== What is needed ==
With the pictures removed, set down all of the entries below exactly.

BEGIN Supplied material

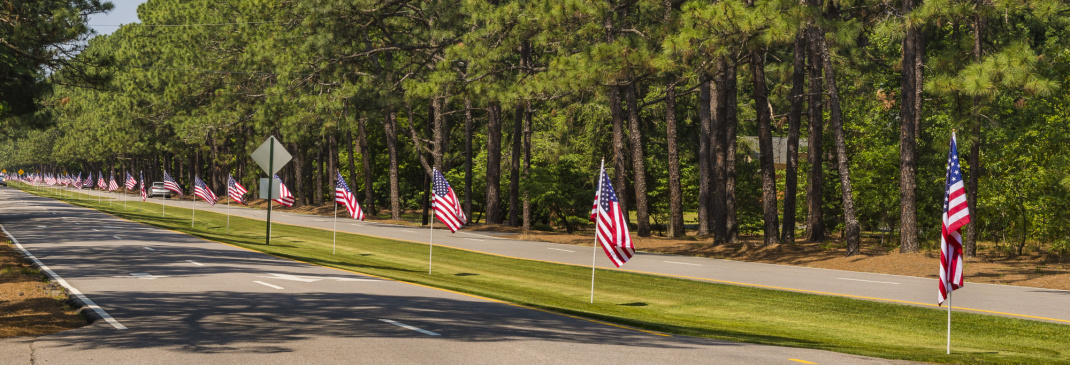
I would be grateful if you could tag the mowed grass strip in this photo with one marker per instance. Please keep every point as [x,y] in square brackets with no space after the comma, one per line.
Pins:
[651,302]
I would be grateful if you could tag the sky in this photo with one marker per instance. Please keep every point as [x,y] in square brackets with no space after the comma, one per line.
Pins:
[125,12]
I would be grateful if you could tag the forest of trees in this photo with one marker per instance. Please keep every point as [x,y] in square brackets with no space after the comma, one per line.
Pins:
[518,102]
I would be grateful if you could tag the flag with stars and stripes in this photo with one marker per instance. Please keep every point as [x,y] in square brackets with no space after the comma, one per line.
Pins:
[235,191]
[447,208]
[170,184]
[285,197]
[956,215]
[200,189]
[611,229]
[345,197]
[131,182]
[144,196]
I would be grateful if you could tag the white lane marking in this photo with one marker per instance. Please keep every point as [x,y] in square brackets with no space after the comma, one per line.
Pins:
[89,303]
[429,333]
[693,264]
[858,279]
[315,278]
[268,285]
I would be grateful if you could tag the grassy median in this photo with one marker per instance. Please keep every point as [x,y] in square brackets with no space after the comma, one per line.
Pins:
[651,302]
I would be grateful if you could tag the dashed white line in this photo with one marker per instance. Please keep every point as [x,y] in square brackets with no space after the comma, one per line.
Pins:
[693,264]
[429,333]
[268,285]
[858,279]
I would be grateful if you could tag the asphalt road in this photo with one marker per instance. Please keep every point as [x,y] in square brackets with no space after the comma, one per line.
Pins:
[177,299]
[1012,301]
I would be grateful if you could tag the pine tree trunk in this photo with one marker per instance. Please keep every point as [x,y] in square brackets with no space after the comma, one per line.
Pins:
[705,125]
[765,146]
[815,151]
[369,202]
[639,165]
[719,147]
[390,127]
[794,120]
[907,139]
[493,164]
[518,120]
[620,169]
[468,158]
[528,166]
[675,195]
[969,246]
[731,119]
[836,116]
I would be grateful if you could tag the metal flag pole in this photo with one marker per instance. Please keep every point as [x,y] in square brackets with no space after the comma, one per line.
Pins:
[594,248]
[334,249]
[430,252]
[948,320]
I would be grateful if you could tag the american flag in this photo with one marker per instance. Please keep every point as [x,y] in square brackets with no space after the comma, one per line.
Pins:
[285,197]
[345,197]
[447,208]
[131,182]
[956,215]
[144,196]
[235,191]
[201,191]
[170,184]
[611,229]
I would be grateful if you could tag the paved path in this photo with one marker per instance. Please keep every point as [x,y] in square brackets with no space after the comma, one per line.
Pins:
[1021,302]
[176,299]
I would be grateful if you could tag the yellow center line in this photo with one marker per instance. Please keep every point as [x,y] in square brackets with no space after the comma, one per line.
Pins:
[651,273]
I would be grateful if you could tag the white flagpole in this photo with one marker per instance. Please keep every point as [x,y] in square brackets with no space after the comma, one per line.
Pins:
[430,252]
[594,248]
[335,229]
[948,320]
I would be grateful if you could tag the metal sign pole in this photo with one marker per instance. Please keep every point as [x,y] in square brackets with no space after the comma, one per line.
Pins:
[271,181]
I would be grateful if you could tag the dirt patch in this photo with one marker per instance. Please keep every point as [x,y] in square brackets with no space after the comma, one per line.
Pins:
[1038,271]
[31,305]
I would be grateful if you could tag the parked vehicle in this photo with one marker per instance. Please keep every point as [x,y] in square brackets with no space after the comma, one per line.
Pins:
[158,191]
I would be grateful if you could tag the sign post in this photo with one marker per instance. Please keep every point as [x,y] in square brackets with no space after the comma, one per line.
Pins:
[270,154]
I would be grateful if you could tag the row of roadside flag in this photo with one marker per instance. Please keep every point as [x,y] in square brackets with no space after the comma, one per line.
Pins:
[611,228]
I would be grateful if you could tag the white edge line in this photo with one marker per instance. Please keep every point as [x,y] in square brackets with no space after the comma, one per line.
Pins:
[858,279]
[692,264]
[89,303]
[269,285]
[429,333]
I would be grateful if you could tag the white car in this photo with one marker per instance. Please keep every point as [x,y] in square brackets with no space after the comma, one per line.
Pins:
[158,191]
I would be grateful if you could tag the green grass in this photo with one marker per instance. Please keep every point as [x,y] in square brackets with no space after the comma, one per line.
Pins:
[651,302]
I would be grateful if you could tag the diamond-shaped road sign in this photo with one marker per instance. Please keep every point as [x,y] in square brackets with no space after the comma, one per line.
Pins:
[271,150]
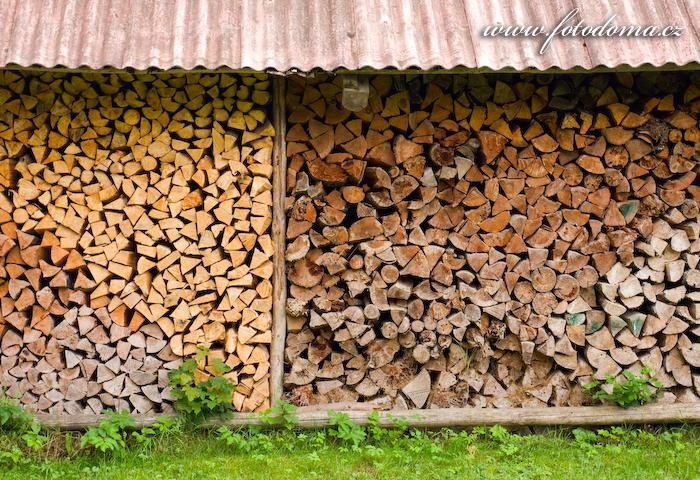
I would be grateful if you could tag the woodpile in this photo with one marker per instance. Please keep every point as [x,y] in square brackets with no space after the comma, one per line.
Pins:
[134,227]
[491,241]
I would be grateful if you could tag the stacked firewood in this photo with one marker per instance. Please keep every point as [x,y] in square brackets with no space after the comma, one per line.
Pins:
[491,241]
[134,228]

END Supplied material

== Answer to this problem ==
I would be grateful if you could tag the mowed grass strip in this photo with one marker per instance. Please keep every point as [x,y] in square brackets with no space after the comma, one per line.
Pins:
[651,302]
I would be grateful if you could tag the sky in this photo with one marker per instance. Please keep every point as [x,y] in square brackets with no space after the comma, one per line.
Pins:
[125,12]
I would be grateful if you could tag the forest of trees in this photo with one marker per instance. Please keep every point as [x,y] in square brackets with no space after the comma, one per line.
Pins:
[518,102]
I would be grateful if you could tag the flag with stars and stripes in this photo with one marker per instance. Please keep every point as [x,y] in square brackets with no space after the comma, one per line.
Pins:
[235,191]
[447,208]
[170,184]
[285,197]
[956,215]
[200,189]
[611,229]
[345,197]
[131,182]
[144,196]
I would be grateful if you could tag the white lane marking in this photo with one marker per instance. Please keep every point as [x,y] in square brackets with no space after the comma, one per line.
Pins:
[89,303]
[429,333]
[693,264]
[858,279]
[315,278]
[268,285]
I would be grateful if you could tag the grassy median in this photo with one marker per instance. Please keep every point as [x,y] in square brackets with no space after the comma, one per line.
Pins:
[651,302]
I would be grateful if you could tag the dashed white line in this photo with one marker per instance. Please keep every point as [x,y] in square brackets with no space after the comma, one per line.
Pins:
[693,264]
[429,333]
[268,285]
[858,279]
I would be grateful if you could tag the asphalt road in this photo with one marker per instance. Please keep every point as [x,y] in square brackets with no space after the comma, one per line.
Pins:
[177,299]
[1012,301]
I would be grateful if you could tag the pine tree trunk in this photo with one marker per instance. Please keep every point as [x,y] in square brackets with no space after the comma, one per line.
Pins:
[705,125]
[765,146]
[815,151]
[369,202]
[639,165]
[719,147]
[390,127]
[794,120]
[907,139]
[493,164]
[518,120]
[620,169]
[468,158]
[528,166]
[675,195]
[969,246]
[731,119]
[836,116]
I would be grateful if you could tag the metal flag pole in this photo with one marker per instance. Please keep every point as [x,y] in square brackets with no space after the comma, one per line.
Pins:
[594,248]
[334,249]
[430,252]
[948,320]
I would be grateful if you could tag the american flag in this photo with one marker per instance. Please keep every point as [x,y] in square brackets with no space after the comma, one per line.
Pins:
[285,197]
[345,197]
[447,208]
[131,182]
[956,215]
[144,196]
[235,191]
[201,191]
[170,184]
[611,229]
I would be grateful if you could tag the paved path in this photo with one marker per instance. Please keep every point as [x,y] in square brackets with no space after the comma, one per line.
Pins:
[1021,302]
[176,299]
I would be grateful if you could tag the yellow center line in this photo with one marker per instance. Please keep every point as [x,y] in square brackets with no space after the comma, one per line.
Pins:
[651,273]
I would be grateful if you could tag the white flagpole in this photo with one marker per instance. Please keep every point as [x,y] in square brackets with no space after the comma, one per line.
Pins:
[430,252]
[594,248]
[335,229]
[948,320]
I would be grateful if you could tag the metal sign pole in this photo with one marker per instance. Please keep every point as [x,y] in square brackets with no space after the comma, one per line.
Pins:
[271,181]
I would be grateful if you could tag the dirt patch in this photo with one marker per instance. Please keep every point as [x,y] in square brackets with no space after the comma, one per line.
Pins:
[1038,271]
[31,305]
I would be grateful if you could tag the parked vehicle in this photo with one marker per instance. Please keep every point as [x,y] in square brackets with no space after the comma, one per line.
Pins:
[158,191]
I would be grateful if you could tag the sign post in this photo with one marker per instance. Please keep every point as [x,y] in square brackets with no space after the comma, one per line.
Pins:
[270,154]
I would be grateful if you could tag the row of roadside flag in this photo with one marker per instance. Please keep every point as [x,y] in square brackets with no space after the comma, one per line.
Pins:
[611,228]
I would be grateful if you could tag the white edge line in this photo with one marker per instance. Please keep every point as [x,y] in square brackets with no space after the comma, one per line.
Pins:
[858,279]
[692,264]
[89,303]
[269,285]
[429,333]
I would be grateful if you could tag the white car in this photo with one marker per instance. Please keep every point as [x,y] in square brackets with no space after the comma, one per line.
Pins:
[158,191]
I would be grateful if you could tag the green grass in this photo with one marker per instance. Please keep every point as [x,y] in square brackets with no space after the comma, one per line.
Pins:
[651,302]
I would be grateful if you could tag the diamond-shaped road sign in this photo with one marker per instance. Please keep every point as [x,y] in square brackets with no space after the comma, one per line.
Pins:
[271,150]
I would be grateful if you could tag the woodpile in this photo with one marker per instance. Please keep every point as [x,y] in square brackets with no space after the comma, one per line.
Pins:
[134,227]
[491,241]
I would be grateful if you could tag the stacked firewood in this photo with one marker per instance. Please keep every point as [x,y] in square brackets with no space after the comma, one per line.
Pins:
[491,241]
[134,228]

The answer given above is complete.